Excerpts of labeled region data

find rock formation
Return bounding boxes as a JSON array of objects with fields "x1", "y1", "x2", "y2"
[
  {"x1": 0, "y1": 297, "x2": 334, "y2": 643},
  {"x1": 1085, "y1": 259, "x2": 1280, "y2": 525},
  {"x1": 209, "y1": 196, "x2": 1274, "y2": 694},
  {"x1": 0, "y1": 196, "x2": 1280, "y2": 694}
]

### Problem
Arrange the lines of the records above as a JSON list of strings, one string per line, omitting any blank lines.

### Answer in full
[
  "find rock formation",
  "Return bounding boxes as a JSON array of objects with fields \"x1\", \"y1\", \"x2\", \"y2\"",
  "[",
  "  {\"x1\": 0, \"y1\": 297, \"x2\": 334, \"y2\": 643},",
  "  {\"x1\": 1085, \"y1\": 259, \"x2\": 1280, \"y2\": 525},",
  "  {\"x1\": 209, \"y1\": 196, \"x2\": 1274, \"y2\": 694},",
  "  {\"x1\": 0, \"y1\": 196, \"x2\": 1280, \"y2\": 694}",
  "]"
]